[Dataset rows on where objects appear]
- - - - -
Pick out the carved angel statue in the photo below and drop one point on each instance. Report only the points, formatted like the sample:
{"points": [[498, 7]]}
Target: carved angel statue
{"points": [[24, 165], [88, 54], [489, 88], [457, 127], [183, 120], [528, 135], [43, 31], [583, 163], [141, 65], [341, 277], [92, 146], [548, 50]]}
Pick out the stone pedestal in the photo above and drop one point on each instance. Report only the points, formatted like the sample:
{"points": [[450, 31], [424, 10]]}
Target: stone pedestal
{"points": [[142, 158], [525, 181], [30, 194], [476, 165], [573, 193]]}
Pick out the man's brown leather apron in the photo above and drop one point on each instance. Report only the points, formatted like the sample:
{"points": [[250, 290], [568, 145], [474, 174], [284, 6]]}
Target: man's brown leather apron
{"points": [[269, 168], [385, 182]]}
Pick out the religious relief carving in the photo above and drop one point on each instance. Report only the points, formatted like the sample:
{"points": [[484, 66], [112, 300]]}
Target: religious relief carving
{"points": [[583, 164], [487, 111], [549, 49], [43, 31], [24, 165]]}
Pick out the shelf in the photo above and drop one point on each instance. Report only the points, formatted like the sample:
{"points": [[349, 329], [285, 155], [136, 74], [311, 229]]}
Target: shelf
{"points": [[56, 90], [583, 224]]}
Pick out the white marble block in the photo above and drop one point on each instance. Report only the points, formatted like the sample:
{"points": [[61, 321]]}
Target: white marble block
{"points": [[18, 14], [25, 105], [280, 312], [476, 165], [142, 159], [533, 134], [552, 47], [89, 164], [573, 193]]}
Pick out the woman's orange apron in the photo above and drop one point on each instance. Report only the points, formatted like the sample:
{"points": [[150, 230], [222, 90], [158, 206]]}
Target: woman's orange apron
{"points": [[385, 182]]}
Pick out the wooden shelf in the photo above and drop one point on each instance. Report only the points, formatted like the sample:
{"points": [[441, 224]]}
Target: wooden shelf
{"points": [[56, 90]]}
- - - - -
**PROBLEM DETAILS**
Please output the entire listing exactly as it stands.

**REPLY**
Pick out the carved angel statue in the photo below and drop one point on each instance. Report only the points, formatted like the sample:
{"points": [[498, 7]]}
Target: carved angel statue
{"points": [[24, 165], [88, 54], [489, 88], [457, 127], [183, 120], [528, 135], [43, 31], [583, 163], [141, 65], [341, 277], [92, 146], [548, 50]]}
Pick out the stone pedestal in the photo above and drop one point on each instance. Report only the points, formatted like the sample:
{"points": [[450, 31], [424, 10]]}
Target: stone pedestal
{"points": [[142, 158], [525, 181], [30, 194], [476, 165], [573, 193]]}
Pick out the man's brown leather apron in the photo above and drop one point on each instance. Report only the points, formatted like the sample:
{"points": [[250, 290], [568, 145], [474, 174], [284, 6]]}
Target: man's brown leather apron
{"points": [[269, 168], [385, 182]]}
Pick out the religious relief carving in the photo above and drop one point on each instance. Report only the points, formatted like the sample:
{"points": [[484, 66], [112, 300]]}
Target: religious relief carving
{"points": [[583, 164], [487, 111], [549, 49], [43, 31], [24, 165]]}
Pick out the shelf in the photo above and drop one point on each instance. Report only the points, formatted like the sample:
{"points": [[349, 329], [285, 155], [136, 74], [311, 229]]}
Target: shelf
{"points": [[56, 90], [583, 224]]}
Pick out the white marble block in the photo above and drop one point on each instance. Report only the points, formatted like the sample:
{"points": [[61, 321]]}
Target: white marble block
{"points": [[18, 14], [25, 105], [280, 312], [476, 165], [142, 159], [533, 134], [552, 47], [89, 164], [573, 193]]}
Pick out the woman's orange apron in the photo above and drop one point on each instance. Report only the points, formatted like the sample:
{"points": [[150, 230], [222, 90], [158, 206]]}
Target: woman's orange apron
{"points": [[385, 182]]}
Pick out the wooden shelf in the photo above and drop one point on each instance. Report only the points, formatted like the sample:
{"points": [[441, 224]]}
Target: wooden shelf
{"points": [[56, 90]]}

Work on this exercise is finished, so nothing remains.